What needs to be done
Locate the line with "of the jacket" in the material. Copy that line and each one after it, through the last, exactly and with nothing else.

╭─ Provided data

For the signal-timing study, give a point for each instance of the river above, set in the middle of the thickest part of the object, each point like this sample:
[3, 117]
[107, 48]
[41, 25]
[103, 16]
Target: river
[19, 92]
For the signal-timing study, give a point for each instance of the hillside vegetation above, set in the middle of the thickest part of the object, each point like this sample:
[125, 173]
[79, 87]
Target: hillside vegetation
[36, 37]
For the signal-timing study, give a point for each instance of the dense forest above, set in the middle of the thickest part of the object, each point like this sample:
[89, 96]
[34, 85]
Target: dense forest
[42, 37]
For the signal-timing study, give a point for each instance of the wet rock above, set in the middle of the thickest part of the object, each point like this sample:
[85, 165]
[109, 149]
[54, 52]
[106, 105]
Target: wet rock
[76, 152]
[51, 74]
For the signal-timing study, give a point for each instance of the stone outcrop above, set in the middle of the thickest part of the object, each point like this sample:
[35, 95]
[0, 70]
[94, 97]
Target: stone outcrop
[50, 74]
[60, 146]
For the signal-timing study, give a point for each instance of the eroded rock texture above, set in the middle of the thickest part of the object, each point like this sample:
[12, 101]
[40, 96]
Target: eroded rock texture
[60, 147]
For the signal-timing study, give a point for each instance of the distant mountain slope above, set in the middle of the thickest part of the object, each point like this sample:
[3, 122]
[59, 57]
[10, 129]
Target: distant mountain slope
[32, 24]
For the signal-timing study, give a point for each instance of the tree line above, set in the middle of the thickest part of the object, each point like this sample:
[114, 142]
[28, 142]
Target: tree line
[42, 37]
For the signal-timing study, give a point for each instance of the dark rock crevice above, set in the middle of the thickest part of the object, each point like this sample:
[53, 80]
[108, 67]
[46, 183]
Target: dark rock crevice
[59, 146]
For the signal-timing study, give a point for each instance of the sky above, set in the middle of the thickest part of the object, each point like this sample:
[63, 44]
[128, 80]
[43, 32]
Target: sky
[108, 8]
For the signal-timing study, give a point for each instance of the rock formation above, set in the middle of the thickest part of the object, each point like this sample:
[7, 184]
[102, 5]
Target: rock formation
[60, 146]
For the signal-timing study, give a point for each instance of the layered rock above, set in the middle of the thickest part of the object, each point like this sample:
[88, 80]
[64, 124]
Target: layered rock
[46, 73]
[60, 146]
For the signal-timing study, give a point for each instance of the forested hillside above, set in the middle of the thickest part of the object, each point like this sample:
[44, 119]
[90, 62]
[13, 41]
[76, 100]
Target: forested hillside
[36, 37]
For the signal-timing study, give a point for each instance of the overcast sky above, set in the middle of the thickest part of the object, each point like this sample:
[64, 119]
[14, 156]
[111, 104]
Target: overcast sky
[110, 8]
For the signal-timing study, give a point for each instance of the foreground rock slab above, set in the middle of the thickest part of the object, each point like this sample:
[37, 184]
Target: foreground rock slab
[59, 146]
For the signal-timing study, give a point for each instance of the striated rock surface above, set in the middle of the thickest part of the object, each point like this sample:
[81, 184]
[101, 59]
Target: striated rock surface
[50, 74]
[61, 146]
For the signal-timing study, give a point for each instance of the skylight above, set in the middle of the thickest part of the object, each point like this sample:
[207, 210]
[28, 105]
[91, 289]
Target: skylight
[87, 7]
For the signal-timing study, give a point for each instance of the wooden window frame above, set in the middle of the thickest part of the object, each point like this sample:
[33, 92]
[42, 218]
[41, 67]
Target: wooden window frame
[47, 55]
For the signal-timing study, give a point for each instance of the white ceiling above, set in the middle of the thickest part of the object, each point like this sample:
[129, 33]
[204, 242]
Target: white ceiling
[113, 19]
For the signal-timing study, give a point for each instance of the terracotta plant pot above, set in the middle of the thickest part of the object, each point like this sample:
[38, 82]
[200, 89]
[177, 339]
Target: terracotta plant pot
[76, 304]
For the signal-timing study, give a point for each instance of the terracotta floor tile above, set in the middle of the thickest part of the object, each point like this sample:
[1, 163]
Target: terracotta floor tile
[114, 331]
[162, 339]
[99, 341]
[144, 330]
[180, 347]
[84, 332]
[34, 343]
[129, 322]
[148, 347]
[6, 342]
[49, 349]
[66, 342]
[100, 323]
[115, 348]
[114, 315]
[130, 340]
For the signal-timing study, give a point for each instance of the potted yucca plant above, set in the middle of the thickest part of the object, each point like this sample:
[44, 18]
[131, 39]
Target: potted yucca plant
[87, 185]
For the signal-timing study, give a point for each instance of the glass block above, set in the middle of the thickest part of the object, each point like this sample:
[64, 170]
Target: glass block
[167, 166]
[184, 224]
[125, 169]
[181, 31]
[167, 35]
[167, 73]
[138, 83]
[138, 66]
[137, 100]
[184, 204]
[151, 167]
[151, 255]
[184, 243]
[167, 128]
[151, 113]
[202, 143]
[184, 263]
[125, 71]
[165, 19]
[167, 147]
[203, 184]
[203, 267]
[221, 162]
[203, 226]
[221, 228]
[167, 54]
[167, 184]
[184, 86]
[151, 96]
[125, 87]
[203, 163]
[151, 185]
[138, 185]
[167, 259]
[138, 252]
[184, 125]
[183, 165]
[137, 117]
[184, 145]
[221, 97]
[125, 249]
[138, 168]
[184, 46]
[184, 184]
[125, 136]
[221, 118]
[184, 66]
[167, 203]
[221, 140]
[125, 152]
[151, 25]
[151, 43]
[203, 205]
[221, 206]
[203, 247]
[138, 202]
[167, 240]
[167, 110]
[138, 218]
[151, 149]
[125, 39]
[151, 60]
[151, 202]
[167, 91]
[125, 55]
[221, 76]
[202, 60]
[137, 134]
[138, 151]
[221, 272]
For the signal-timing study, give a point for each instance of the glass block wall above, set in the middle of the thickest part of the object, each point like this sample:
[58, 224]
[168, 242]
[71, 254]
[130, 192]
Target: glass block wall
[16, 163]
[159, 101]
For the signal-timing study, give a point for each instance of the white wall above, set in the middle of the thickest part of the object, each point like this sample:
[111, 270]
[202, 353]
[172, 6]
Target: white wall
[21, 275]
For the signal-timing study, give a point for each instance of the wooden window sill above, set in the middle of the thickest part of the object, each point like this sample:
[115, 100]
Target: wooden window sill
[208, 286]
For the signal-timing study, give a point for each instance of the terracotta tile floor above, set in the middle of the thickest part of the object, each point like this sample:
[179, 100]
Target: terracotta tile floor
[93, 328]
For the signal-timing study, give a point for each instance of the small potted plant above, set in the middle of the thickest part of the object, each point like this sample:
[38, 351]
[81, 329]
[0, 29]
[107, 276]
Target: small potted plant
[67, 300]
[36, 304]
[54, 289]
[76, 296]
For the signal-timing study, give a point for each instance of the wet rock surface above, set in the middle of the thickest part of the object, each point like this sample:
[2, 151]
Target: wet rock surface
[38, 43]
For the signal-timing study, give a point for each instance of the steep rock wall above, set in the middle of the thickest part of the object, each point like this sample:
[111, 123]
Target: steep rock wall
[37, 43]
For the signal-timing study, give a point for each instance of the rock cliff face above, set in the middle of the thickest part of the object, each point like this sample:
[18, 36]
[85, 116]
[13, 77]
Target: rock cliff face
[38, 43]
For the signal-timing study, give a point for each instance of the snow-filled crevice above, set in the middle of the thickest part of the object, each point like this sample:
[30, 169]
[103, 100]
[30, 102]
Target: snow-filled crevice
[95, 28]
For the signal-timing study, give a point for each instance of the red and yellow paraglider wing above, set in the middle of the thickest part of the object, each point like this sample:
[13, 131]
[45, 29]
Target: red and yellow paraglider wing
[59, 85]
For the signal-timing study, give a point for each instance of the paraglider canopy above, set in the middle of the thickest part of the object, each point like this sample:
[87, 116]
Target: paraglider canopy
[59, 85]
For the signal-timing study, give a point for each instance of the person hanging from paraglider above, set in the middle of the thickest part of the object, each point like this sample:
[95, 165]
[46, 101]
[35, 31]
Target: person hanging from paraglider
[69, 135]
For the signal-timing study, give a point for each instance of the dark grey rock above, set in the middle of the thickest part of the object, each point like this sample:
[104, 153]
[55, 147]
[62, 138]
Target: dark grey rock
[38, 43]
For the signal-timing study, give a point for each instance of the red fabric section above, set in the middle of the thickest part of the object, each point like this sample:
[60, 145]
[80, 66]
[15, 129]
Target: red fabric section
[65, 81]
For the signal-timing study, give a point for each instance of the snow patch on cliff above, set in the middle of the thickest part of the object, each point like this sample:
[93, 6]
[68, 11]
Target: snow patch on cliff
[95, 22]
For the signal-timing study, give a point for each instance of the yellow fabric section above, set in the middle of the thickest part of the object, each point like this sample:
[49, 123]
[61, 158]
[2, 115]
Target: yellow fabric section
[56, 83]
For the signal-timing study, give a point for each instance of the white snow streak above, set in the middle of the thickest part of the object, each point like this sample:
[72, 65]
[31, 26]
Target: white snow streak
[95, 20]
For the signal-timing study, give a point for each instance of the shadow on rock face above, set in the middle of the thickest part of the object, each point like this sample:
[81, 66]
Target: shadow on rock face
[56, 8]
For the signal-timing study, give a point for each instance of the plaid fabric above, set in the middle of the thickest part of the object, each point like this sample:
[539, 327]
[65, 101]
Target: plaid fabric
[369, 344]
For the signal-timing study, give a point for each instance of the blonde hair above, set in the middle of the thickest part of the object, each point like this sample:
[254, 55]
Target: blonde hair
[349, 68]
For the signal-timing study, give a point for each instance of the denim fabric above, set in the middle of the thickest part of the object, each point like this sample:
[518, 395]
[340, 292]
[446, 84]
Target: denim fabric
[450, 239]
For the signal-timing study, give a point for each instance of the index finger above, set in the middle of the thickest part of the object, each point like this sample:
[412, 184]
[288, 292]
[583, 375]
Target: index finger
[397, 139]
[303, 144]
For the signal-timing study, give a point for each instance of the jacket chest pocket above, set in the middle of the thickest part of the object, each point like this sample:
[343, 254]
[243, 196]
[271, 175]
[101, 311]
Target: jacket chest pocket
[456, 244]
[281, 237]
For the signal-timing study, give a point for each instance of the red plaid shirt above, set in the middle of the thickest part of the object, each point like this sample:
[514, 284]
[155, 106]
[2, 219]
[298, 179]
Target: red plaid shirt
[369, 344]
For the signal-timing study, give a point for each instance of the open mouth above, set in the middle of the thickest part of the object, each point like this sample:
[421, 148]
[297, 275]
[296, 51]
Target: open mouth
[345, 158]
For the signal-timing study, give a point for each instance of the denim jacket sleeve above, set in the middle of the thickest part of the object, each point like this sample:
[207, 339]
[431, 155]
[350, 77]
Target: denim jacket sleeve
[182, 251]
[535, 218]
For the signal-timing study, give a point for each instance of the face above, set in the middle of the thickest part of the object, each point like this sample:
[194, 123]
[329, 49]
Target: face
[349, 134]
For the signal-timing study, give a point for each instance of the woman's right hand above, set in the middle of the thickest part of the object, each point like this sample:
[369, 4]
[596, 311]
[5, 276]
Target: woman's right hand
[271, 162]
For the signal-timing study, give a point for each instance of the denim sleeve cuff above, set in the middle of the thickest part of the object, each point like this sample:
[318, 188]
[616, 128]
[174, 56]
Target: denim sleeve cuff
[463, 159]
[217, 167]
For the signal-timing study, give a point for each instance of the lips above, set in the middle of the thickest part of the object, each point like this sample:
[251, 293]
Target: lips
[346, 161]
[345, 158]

╰─

Finished answer
For the signal-timing study, give a point for each instance of the jacket chest pocket above, set in the middle of the thickest part of the object, each point like this sample:
[343, 254]
[243, 196]
[271, 175]
[101, 311]
Target: jacket chest pocket
[456, 244]
[281, 237]
For the signal-timing study, give a point for each instance of the red plaid shirt above, set in the middle of the thickest part of the object, each point like this sample:
[514, 284]
[155, 106]
[2, 219]
[298, 179]
Target: red plaid shirt
[369, 344]
For the signal-timing study, give a point for each instance of the open mouth above, set in the middle of the thickest part of the object, each point like this sample:
[421, 148]
[297, 275]
[296, 51]
Target: open mouth
[345, 158]
For the signal-timing study, give a point for each instance of the denim jacket sleeve above, set in the middle of the thickest part of the object, each point like this sample:
[207, 339]
[431, 155]
[350, 77]
Target: denim jacket sleeve
[182, 251]
[535, 218]
For the signal-timing study, give a point for each instance of the face above, set in the middle of the thickest part of the object, each point like this sample:
[194, 123]
[329, 49]
Target: face
[349, 134]
For the signal-timing study, give a point for each instance of the woman's right hand above, set in the middle of the thickest part of the object, each point like this sample:
[369, 4]
[596, 311]
[5, 276]
Target: woman's right hand
[271, 162]
For the signal-timing study, give a point for each instance of the denim sleeve cuff above, set in the middle of the thickest part of the object, each point like this sample:
[318, 188]
[616, 128]
[174, 56]
Target: denim sleeve cuff
[463, 159]
[217, 167]
For the signal-timing study, give a point for each instance of the lips above, set in the middle of the thickest part of the object, each point like this sample:
[251, 293]
Target: lips
[346, 161]
[345, 158]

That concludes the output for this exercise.